Task data:
# # # # #

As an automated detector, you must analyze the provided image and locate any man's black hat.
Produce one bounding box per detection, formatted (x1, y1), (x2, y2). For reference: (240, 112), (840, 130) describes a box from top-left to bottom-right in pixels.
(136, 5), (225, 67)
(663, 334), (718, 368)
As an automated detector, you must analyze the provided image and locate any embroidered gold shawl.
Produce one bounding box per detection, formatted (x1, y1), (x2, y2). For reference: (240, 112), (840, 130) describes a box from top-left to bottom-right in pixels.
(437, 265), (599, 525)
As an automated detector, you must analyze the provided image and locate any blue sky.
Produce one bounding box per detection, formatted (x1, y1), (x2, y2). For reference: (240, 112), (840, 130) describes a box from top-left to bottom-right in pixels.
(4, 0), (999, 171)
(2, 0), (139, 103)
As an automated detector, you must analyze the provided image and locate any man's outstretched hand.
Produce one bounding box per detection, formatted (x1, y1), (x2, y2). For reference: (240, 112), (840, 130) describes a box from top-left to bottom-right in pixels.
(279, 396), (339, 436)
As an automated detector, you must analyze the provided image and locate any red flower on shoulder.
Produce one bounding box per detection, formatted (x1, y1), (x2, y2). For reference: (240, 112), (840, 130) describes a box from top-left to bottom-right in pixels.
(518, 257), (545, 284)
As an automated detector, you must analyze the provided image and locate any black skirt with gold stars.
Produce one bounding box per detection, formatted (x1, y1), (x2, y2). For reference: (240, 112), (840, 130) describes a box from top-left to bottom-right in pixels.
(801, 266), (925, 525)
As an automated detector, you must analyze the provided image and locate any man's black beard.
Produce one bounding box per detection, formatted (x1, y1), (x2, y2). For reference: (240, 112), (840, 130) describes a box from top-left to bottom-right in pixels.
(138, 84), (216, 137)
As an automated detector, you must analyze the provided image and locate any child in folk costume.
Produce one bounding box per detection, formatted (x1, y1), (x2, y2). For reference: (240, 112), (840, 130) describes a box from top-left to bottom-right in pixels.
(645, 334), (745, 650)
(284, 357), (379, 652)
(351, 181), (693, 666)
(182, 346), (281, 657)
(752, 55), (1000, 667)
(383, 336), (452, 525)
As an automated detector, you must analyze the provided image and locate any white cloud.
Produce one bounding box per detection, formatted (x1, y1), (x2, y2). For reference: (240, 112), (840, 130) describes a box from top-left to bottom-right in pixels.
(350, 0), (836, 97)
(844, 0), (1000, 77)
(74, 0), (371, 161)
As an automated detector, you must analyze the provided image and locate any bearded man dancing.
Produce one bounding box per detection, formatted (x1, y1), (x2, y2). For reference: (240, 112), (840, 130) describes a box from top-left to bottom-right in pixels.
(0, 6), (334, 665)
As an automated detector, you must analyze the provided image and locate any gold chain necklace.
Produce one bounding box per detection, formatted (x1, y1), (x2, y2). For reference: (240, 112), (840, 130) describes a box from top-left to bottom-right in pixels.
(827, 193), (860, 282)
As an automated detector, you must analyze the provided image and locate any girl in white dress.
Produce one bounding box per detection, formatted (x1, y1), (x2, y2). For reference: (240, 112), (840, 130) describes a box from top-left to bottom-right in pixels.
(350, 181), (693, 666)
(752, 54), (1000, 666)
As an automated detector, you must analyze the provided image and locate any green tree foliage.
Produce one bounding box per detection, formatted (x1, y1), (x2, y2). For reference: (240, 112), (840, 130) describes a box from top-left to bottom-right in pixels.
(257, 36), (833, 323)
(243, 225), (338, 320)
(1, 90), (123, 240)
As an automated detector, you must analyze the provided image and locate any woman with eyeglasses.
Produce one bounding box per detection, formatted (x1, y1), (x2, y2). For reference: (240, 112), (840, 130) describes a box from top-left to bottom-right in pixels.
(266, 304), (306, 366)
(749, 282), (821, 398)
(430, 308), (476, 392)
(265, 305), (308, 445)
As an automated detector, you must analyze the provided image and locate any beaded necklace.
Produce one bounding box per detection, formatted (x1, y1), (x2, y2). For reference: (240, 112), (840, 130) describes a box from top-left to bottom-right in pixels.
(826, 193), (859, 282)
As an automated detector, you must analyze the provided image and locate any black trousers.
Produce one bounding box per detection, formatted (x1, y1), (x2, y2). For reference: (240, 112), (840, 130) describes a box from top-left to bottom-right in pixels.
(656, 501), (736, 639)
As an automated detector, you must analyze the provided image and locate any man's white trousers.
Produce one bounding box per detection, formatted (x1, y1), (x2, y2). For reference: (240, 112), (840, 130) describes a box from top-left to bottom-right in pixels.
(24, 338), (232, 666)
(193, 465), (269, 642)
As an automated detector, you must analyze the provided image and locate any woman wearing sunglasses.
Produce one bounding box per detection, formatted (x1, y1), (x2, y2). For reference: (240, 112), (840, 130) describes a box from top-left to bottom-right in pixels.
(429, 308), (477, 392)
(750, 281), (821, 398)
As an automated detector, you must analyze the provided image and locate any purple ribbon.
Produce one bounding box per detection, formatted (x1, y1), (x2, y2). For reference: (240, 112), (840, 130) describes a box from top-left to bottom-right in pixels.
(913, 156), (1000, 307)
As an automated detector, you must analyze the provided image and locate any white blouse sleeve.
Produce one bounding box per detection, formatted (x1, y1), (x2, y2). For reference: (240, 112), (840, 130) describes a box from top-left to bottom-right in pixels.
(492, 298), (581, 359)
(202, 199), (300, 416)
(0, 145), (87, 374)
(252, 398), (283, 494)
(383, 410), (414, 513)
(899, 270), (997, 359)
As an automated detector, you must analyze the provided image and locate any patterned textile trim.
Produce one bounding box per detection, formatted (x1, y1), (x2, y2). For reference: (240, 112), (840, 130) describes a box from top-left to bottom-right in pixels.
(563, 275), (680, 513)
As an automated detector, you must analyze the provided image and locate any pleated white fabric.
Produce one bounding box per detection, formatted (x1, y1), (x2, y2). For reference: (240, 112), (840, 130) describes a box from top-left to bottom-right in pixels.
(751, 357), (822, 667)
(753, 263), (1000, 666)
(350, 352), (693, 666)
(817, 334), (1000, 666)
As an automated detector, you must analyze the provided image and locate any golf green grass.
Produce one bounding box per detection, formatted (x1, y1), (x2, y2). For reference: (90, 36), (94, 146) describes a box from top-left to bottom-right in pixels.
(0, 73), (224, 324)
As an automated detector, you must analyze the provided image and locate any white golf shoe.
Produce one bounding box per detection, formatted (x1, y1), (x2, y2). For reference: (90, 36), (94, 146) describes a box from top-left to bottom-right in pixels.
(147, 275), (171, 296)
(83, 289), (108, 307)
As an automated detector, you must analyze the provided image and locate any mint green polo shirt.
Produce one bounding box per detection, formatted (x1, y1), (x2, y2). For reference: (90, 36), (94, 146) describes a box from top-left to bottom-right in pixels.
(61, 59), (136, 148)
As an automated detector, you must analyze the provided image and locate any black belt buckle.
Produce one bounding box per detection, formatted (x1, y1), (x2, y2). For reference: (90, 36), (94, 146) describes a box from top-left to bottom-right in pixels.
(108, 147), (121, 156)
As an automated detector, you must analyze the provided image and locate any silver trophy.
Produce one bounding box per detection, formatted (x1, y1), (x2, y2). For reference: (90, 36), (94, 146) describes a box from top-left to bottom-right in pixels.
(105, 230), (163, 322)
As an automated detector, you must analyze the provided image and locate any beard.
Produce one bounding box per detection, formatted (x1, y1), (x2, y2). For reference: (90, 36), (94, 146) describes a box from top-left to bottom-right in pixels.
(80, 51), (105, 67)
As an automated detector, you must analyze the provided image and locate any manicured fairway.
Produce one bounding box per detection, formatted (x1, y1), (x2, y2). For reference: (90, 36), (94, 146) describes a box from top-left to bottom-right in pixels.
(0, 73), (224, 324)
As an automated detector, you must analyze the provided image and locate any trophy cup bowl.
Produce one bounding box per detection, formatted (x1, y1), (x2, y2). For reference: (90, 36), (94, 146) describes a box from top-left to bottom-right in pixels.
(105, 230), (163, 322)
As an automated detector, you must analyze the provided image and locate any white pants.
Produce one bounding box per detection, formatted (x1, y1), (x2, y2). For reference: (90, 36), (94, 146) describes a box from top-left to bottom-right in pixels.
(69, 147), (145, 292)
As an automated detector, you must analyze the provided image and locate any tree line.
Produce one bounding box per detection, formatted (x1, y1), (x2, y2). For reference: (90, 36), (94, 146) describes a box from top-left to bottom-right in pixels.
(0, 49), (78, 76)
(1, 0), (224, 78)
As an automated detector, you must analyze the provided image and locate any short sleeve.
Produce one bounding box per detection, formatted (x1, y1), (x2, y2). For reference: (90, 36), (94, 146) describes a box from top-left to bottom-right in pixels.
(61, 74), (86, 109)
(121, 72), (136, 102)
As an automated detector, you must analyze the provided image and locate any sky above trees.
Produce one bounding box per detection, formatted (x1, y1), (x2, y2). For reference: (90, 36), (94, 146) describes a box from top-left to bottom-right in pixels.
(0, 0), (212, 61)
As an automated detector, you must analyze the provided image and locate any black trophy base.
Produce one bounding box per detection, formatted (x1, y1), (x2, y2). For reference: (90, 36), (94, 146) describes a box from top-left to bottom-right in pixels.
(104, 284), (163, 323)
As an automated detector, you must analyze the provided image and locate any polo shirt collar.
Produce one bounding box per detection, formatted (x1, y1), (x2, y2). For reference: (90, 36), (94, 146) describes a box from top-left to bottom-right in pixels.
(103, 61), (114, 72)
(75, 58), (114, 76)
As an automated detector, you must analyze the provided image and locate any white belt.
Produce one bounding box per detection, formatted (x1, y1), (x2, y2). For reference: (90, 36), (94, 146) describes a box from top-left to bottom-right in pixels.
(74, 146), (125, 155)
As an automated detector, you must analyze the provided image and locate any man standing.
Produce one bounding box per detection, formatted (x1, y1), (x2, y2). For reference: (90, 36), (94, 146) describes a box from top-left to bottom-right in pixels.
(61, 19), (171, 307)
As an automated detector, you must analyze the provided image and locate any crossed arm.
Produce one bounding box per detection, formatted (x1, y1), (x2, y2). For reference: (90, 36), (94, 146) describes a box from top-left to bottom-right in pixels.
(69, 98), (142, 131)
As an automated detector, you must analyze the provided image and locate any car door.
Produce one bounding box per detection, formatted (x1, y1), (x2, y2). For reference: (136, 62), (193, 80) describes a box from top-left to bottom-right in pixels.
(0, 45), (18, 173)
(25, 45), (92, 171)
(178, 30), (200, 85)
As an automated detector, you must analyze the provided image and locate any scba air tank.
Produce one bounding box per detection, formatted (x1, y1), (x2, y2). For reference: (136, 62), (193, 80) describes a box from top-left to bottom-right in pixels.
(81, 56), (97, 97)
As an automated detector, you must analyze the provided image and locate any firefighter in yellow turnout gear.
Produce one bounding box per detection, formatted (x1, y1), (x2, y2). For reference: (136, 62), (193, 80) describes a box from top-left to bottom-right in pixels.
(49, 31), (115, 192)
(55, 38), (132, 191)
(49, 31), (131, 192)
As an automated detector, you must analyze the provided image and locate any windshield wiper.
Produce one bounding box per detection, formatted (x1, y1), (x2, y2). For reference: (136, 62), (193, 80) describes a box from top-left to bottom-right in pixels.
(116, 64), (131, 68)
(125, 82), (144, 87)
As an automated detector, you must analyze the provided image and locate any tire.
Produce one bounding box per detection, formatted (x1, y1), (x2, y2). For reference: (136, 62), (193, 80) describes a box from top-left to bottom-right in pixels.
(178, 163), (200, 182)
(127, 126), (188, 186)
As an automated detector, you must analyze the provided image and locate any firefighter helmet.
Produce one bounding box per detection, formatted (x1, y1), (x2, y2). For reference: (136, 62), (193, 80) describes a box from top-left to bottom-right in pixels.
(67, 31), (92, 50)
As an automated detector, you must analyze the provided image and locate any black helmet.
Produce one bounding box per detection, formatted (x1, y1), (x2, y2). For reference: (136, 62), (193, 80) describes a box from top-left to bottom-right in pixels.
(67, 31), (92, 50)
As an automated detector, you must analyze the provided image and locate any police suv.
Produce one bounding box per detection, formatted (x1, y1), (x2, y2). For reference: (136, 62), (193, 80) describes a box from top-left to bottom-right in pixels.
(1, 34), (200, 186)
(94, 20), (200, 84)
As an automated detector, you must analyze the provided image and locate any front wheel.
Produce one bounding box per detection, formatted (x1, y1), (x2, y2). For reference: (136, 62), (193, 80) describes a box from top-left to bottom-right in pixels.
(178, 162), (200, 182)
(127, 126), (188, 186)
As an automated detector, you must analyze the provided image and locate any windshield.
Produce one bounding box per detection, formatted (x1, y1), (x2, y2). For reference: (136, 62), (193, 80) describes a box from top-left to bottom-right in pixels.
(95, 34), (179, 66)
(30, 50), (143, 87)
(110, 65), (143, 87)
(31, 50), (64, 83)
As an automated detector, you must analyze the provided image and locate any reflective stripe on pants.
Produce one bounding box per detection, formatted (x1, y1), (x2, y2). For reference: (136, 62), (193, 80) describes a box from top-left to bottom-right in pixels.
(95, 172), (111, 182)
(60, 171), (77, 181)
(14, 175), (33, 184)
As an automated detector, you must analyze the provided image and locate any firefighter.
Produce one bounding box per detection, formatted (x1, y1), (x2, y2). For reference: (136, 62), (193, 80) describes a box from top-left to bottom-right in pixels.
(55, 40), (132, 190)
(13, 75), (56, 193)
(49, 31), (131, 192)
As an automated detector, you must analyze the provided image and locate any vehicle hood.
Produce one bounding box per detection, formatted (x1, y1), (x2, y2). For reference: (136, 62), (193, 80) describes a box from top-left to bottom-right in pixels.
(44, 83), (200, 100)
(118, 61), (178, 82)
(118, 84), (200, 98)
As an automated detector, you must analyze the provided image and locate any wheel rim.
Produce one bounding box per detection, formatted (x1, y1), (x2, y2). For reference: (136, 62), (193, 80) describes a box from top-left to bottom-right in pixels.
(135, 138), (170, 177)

# # # # #

Problem details:
From the listing above, copy out each line where the word "helmet" appears.

Solved exercise:
As an automated detector, you must analyze the provided image and locate any firefighter helmet.
As an automated detector, you must analyze the provided image and locate any black helmet.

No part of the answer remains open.